**To do:** Pick out every line in the records below that contains the word "surface", and copy each of those lines. Case counts.

**Listed records:**
▽

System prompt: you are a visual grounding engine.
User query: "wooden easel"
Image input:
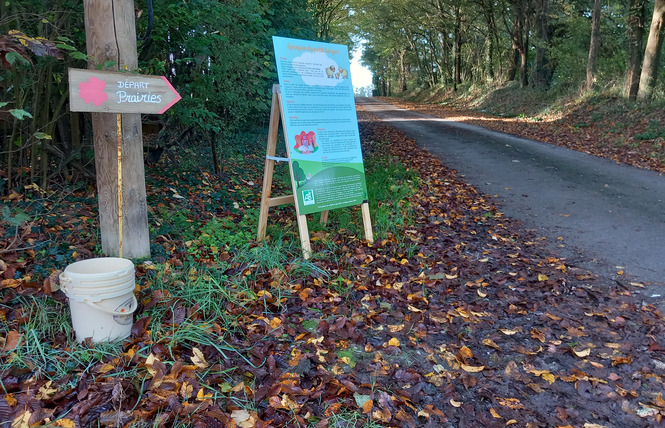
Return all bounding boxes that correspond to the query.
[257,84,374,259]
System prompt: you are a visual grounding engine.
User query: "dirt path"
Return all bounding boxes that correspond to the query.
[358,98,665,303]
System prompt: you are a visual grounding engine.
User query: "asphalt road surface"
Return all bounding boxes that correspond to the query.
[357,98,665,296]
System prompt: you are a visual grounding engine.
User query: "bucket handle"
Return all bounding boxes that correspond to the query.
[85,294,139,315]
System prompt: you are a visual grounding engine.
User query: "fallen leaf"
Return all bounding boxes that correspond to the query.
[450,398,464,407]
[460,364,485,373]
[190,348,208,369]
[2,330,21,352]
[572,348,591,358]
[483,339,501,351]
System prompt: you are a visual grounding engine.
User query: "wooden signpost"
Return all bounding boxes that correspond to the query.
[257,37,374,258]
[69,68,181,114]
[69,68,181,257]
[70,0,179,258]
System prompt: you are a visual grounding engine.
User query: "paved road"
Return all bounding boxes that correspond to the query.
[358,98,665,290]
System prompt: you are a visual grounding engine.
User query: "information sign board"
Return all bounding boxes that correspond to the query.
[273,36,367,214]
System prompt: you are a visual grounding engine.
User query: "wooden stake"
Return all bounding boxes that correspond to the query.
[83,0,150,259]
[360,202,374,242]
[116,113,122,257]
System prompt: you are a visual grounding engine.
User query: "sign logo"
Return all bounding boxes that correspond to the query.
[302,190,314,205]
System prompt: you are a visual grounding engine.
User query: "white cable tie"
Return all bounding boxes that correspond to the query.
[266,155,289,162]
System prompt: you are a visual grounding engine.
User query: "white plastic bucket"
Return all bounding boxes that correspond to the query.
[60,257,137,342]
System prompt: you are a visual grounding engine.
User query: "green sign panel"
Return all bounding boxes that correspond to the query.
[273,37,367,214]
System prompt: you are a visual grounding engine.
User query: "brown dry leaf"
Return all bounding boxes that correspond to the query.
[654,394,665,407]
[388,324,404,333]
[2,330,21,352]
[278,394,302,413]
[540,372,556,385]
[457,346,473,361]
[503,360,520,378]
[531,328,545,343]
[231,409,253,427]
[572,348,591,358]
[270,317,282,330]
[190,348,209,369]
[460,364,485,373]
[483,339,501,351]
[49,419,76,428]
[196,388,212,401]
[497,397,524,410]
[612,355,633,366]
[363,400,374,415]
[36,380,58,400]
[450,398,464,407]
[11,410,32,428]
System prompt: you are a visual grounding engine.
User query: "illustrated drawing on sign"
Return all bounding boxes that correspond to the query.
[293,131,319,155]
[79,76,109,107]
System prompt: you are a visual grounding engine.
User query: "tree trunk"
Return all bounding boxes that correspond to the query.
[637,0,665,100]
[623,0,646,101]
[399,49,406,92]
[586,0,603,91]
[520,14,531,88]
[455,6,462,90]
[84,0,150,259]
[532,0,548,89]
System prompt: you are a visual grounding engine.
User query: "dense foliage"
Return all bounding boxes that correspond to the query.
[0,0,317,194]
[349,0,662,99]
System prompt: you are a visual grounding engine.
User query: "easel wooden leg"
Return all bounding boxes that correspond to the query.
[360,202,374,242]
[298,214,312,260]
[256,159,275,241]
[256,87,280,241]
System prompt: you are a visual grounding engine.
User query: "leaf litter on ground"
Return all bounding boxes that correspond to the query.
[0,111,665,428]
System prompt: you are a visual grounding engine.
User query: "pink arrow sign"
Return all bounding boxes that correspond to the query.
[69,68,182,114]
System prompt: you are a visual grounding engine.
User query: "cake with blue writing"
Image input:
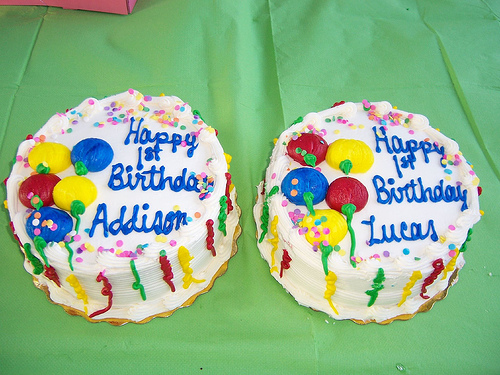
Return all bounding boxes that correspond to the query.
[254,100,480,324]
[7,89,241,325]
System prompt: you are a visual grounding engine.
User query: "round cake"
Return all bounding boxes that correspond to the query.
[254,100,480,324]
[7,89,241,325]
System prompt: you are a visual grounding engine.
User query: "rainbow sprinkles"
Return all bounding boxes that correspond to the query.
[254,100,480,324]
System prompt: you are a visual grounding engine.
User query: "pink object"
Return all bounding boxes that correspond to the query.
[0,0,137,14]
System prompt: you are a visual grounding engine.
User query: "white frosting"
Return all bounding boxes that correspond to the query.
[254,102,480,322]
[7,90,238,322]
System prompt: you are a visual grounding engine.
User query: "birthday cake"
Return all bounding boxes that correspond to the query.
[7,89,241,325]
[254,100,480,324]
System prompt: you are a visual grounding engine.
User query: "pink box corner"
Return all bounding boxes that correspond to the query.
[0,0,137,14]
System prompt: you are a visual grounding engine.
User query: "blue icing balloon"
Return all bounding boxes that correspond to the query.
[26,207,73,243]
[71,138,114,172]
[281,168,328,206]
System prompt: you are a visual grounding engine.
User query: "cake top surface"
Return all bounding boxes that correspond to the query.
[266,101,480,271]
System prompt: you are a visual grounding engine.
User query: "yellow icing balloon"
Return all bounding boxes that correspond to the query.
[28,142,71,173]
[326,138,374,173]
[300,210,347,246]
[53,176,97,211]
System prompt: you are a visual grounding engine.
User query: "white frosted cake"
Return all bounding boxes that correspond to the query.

△

**Result of this exercise:**
User query: "asphalt road surface"
User query: "cake top surface"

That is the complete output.